SELECTED TEXT:
# Abandoned Hotel Resort complex Turkey



## tiptoe (Jul 28, 2014)

I do not know too much about this place other than it closed in 2012 when "the boss left" according to locals. It is possibly the most beautiful location for an abandoned resort.



SAM_0533 by jondoel, on Flickr



SAM_0482 by jondoel, on Flickr



SAM_0529 by jondoel, on Flickr



SAM_0519 by jondoel, on Flickr



SAM_0517 by jondoel, on Flickr



SAM_0516 by jondoel, on Flickr



SAM_0505 by jondoel, on Flickr



SAM_0504 by jondoel, on Flickr



SAM_0503 by jondoel, on Flickr



SAM_0501 by jondoel, on Flickr



SAM_0500 by jondoel, on Flickr



SAM_0498 by jondoel, on Flickr



SAM_0497 by jondoel, on Flickr



SAM_0496 by jondoel, on Flickr



SAM_0495 by jondoel, on Flickr



SAM_0481 by jondoel, on Flickr



SAM_0493 by jondoel, on Flickr


----------



## Stealthstar79 (Jul 28, 2014)

yes that is beautiful!
Thanks for sharing


----------



## night crawler (Jul 28, 2014)

Talk about just walking out. Make you wonder why? must have been a little goldmine


----------



## mockingbird (Jul 28, 2014)

PROVIDED RECORDS:
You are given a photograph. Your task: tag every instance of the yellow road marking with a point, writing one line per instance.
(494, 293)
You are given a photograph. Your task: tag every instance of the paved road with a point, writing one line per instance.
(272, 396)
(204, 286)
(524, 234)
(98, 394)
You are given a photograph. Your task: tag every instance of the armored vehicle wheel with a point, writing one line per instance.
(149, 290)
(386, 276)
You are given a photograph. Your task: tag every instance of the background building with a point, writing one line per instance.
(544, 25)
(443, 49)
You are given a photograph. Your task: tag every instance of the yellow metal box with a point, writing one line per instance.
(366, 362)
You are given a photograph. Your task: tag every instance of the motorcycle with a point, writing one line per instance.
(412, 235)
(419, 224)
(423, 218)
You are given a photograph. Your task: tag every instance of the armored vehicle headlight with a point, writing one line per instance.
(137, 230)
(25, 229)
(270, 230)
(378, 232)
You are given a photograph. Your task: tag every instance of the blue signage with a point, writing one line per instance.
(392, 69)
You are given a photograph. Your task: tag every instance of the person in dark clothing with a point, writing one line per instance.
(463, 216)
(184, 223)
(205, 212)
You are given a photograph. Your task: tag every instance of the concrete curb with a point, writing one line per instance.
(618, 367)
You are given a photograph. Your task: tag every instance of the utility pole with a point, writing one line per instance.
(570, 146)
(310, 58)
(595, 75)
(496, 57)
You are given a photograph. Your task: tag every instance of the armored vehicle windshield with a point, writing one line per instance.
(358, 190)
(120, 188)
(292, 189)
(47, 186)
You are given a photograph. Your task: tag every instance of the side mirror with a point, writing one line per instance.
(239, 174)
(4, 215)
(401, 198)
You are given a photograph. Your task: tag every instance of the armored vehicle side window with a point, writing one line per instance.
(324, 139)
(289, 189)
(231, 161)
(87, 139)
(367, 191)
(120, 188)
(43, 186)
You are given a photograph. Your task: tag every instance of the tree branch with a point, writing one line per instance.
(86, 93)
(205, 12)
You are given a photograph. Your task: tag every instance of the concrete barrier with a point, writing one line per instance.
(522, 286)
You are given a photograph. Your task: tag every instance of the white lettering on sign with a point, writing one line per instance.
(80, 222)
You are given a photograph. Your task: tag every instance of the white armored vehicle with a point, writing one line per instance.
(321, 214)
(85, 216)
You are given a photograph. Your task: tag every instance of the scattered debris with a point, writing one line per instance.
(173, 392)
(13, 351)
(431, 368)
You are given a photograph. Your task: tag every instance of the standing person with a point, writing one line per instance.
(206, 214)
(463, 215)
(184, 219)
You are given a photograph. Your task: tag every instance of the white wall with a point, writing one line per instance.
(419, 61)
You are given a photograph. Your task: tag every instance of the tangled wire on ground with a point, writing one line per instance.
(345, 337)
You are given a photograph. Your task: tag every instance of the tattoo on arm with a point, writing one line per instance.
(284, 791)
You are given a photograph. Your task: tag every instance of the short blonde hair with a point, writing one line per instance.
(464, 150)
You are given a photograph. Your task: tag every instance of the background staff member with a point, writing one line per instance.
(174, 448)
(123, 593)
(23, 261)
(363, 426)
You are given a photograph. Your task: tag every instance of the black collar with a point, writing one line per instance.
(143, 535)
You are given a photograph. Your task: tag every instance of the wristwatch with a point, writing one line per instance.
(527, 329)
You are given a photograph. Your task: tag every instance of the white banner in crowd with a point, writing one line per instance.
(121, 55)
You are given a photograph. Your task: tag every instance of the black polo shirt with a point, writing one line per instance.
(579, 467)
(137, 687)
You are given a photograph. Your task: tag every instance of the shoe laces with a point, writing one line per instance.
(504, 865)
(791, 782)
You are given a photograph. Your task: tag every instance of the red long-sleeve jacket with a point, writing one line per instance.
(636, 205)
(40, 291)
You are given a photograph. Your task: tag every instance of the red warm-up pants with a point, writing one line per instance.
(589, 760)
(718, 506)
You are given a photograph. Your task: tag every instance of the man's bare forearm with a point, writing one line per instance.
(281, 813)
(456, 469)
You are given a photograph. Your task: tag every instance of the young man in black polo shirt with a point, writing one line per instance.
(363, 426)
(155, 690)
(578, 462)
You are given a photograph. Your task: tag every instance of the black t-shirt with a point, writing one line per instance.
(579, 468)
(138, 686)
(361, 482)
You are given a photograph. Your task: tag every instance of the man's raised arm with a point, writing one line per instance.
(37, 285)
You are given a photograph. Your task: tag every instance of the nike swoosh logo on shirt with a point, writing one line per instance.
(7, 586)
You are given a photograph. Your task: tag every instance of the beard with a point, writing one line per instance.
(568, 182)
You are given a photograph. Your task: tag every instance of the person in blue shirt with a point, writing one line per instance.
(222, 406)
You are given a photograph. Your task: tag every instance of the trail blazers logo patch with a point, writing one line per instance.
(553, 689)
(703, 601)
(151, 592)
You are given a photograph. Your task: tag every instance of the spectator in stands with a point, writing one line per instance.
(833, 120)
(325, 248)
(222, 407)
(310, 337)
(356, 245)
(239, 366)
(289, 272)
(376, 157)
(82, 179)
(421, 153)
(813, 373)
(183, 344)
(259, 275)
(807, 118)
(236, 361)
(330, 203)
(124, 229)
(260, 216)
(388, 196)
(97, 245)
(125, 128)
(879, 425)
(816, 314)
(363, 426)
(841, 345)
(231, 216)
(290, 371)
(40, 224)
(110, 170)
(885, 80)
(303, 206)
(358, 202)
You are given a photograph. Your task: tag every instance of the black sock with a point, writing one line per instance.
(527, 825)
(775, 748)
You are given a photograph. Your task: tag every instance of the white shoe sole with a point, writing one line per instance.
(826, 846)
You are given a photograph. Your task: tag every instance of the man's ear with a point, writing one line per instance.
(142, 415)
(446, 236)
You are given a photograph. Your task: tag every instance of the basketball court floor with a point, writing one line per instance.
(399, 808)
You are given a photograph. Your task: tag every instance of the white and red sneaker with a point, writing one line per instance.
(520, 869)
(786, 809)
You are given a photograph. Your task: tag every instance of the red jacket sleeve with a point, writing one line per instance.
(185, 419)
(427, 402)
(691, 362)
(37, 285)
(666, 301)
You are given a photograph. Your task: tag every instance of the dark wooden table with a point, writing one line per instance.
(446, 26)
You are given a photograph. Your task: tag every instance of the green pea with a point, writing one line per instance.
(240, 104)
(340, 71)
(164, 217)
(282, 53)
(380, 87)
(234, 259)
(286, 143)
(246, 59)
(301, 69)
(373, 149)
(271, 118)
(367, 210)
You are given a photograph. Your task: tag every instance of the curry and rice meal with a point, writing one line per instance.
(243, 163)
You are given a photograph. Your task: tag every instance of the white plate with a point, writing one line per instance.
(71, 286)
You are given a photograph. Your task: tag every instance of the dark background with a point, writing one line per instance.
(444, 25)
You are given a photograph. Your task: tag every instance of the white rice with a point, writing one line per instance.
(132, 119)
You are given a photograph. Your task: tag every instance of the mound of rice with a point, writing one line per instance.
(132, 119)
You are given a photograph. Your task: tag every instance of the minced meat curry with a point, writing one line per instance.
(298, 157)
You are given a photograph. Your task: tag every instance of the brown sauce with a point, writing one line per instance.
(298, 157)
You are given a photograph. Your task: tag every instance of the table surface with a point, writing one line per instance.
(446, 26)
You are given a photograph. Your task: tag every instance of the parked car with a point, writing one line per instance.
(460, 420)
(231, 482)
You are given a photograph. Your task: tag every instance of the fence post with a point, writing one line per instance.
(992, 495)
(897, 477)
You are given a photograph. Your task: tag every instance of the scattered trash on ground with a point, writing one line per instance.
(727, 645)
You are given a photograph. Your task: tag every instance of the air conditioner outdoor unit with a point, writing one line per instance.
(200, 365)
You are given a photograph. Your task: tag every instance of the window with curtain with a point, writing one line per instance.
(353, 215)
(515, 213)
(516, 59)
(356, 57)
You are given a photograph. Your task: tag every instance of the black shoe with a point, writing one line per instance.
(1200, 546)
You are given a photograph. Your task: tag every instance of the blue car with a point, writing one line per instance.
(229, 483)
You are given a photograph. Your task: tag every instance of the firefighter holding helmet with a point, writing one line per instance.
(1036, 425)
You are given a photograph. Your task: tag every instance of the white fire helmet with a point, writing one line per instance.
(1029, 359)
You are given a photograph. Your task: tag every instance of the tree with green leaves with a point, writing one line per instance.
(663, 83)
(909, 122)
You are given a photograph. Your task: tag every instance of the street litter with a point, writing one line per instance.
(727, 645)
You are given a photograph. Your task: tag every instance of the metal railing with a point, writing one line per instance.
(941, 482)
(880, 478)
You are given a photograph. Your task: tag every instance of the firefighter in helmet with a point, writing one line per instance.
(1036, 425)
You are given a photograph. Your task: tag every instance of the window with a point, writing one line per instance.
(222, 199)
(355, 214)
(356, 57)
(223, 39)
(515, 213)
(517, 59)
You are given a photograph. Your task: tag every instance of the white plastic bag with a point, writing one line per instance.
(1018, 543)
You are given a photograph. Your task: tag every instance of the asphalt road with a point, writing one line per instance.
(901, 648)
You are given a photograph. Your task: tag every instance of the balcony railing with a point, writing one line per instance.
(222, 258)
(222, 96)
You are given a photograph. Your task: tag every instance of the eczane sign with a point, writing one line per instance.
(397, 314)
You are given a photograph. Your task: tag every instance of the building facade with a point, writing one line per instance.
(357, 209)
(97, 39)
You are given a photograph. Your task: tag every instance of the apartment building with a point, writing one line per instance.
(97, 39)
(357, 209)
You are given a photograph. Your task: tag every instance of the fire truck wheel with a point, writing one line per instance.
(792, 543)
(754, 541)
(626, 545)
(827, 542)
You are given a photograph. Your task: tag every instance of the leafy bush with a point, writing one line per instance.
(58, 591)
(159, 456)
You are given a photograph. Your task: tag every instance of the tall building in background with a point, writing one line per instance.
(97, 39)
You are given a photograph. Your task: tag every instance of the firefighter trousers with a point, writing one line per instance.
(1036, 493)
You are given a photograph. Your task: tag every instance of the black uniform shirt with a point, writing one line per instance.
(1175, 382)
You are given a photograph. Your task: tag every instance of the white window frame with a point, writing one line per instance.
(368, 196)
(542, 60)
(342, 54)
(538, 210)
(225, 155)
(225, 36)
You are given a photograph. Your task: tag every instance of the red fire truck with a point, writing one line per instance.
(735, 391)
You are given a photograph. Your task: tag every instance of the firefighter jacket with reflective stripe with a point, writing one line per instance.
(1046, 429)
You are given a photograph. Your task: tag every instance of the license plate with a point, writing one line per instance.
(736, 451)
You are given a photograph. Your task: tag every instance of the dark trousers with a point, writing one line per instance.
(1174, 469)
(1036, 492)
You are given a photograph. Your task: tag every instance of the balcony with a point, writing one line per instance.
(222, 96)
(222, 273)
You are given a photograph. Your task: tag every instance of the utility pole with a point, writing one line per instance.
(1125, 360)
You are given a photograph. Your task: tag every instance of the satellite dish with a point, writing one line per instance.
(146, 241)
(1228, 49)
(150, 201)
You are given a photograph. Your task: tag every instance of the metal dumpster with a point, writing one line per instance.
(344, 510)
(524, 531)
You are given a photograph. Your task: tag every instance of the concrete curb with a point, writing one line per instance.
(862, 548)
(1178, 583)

PROMPT 1:
According to the forum thread about the abandoned Turkish resort, in what year did the resort close?
PROMPT 2:
Write a continuation of the forum thread about the abandoned hotel resort in Turkey, starting after its final line.
The material on this page comes from a different source than the forum thread.

EXERCISE RESPONSE 1:
It closed in 2012.

EXERCISE RESPONSE 2:
WOW thats rather special, thanks for sharing this!


----------



## Silent Hill (Jul 28, 2014)

Despite it being derelict, I'm surprised the Germans haven't descended upon those sunbeds with their towels 

Nice find, and cracking 1st report. Hard to believe It's just been left. Were the hotel rooms all locked up?


----------



## King Al (Jul 28, 2014)

Great pics tiptoe, beautiful location for a prohobo holiday that!


----------



## UrbanX (Jul 28, 2014)

No way! When I saw the first few pics I thought you must have the wrong place! Shows how much climate is to blame / thank for decay! 
Wonderful shots cheers for sharing!


----------



## flyboys90 (Jul 28, 2014)

Amazing its just left dont think it will be long before nature reclaims it,thanks for sharing,


----------



## tiptoe (Jul 28, 2014)

Silent Hill that's the frustrating part. the front door was open to the lobby but my wife was doing her nut so I was forced to withdraw before tiptoeing in. You can see that the room windows are open so I bet the rooms were unlocked too. It's wide open for squatters but there is not a culture so much of that in Turkey probably because you can get locked up in a nanosecond.

By the way everywhere was marble, pool surrounds, terraces the lot.


SAM_0527 by jondoel, on Flickr


SAM_0521 by jondoel, on Flickr

Note guard on his way to have a word in my shell-like


SAM_0520 by jondoel, on Flickr


SAM_0528 by jondoel, on Flickr


SAM_0529 by jondoel, on Flickr


----------



## Stealthstar79 (Jul 28, 2014)

lol the wife was doing her nut!


----------



## silhouette.org (Jul 28, 2014)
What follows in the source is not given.